→ TEXT SEGMENT:
---

A friend of mine in Fredericksburg, Texas recently told me of having his grandchildren visit from New York City. Wishing to introduce his grandchildren to the wide, open spaces of Texas, he drove his grandchildren to The Big Bend Area. There with their recently purchased packs, canteens, and hiking boots, they set off on a well marked park trail to explore the grandeur of the Big Bend National Park.

After some time had passed, one grandchild developed a quizzical look on his face, looked around with an expression of perplexity, and said in a panicky voice, “Grandfather, we are lost!”

The grandfather asked in a calm voice, “what makes you think we are lost?”

The grandson replied, “Well, there are no people here, we must be lost!”

“I feel right at home in my pack.”
Buddy stands tall above Mollie and Bandit

 

The lack of people, the lack of built environments, and absent din of traffic noise was not “home” for the grandson. It was clearly different from New York City. No doubt the solitude struck the boy as unnerving and frightening. The grandfather shared that he strove to introduce an alternative sense of place to his grandchildren, one closer to nature than is New York City.

As I’ve mentioned previously, I’ve learned a lot about animal and human behavior by simply watching our furry, four-footed friends. This includes the importance of a sense of place.

Buddy, our now senior Border collie, was born in my bedroom closet.

Daughter-in-law Alissa holding Buddy shortly after his birth

With rare exception Buddy has never ventured much beyond the outer fence of our ranch. Oh he frequently rides along on trips to the feed store and has on occasion gone on a wild bull chase throughout neighboring, overgrown ranches (see an earlier post, Slacker), but he is most definitely a home dog.

Buddy crouched and ready to herd

Once and only once, Trudy and I drove him to our daughter’s home in central Dallas. Buddy absolutely hated it. The loud sounds and strange smells were, I suppose, not what he was used to. He let his displeasure known by wetting on the floor, whining, pacing, scratching at the door, and at the end of the visit most eager to jump into the car and return to the ranch. We’ll never make that mistake again. Buddy is not and never will be a city dog.

Once when our ranch house was undergoing remodeling, we had to move about an eighth of a mile and live for several days in our guest house. Buddy, despite the short distance from our home, absolutely hated it.

We had packed a few things and loaded up the dogs for our stay at the guest house (The Yellow Rose). When the sun began to set, Buddy began scratching at the door of the Yellow Rose to go out. When later I went to call him in, I couldn’t find him. Buddy had gone home. I had to return to our main house, gather him from the back porch, and haul him back to the guest house.

---

→ DATA EXTRACT:

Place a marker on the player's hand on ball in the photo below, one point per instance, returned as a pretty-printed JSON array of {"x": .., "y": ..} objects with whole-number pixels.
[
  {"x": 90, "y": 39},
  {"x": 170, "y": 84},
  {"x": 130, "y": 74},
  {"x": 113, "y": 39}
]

---

→ PROBLEMS TO SOLVE:
1 - Please decide whether each statement agrees with the piece about Buddy the Border collie and a sense of place. Answer yes or no, quoting the deciding words: (a) Buddy was born in a bedroom closet. (b) Buddy was taken to the daughter's home in central Dallas several times. (c) The guest house stood about a mile from the main ranch house.
2 - Carry on the piece about Buddy the Border collie and a sense of place, picking up after the last sentence shown.
The records have nothing to do with the text.

→ FINAL ANSWERS:
1 -
(a) Yes: "Buddy, our now senior Border collie, was born in my bedroom closet."
(b) No: "Once and only once, Trudy and I drove him to our daughter’s home in central Dallas."
(c) No: "we had to move about an eighth of a mile and live for several days in our guest house."

2 -
Buddy: “Just thought I’d wait for you here on the porch at home while you dawdled  at that other place”

This sequence  of futility repeated several times before I wised up and closed the yard gate to the guest house so that Buddy could not leave. Needless to say, our dog spent a few restless nights at the guest house while the remodeling proceeded.

I learned from Buddy’s escapes that a sense of place proved more important than for him than did human companionship. His preference for place over person proved a little humbling but informative as to what was most important in Buddy’s canine world.

Like Buddy we all share a feeling of comfort when at home and mild discomfort when away from home.  A sense of place may go a long way to explaining homesickness, an emotion we have all felt.

While we may not understand why others feel comfortable in radically different places than our own and with different looks, smells, and accents than what we are used to, we can perhaps understand the comfort that comes to others with residing in their own familiar places.

“Why look elsewhere when I am already home”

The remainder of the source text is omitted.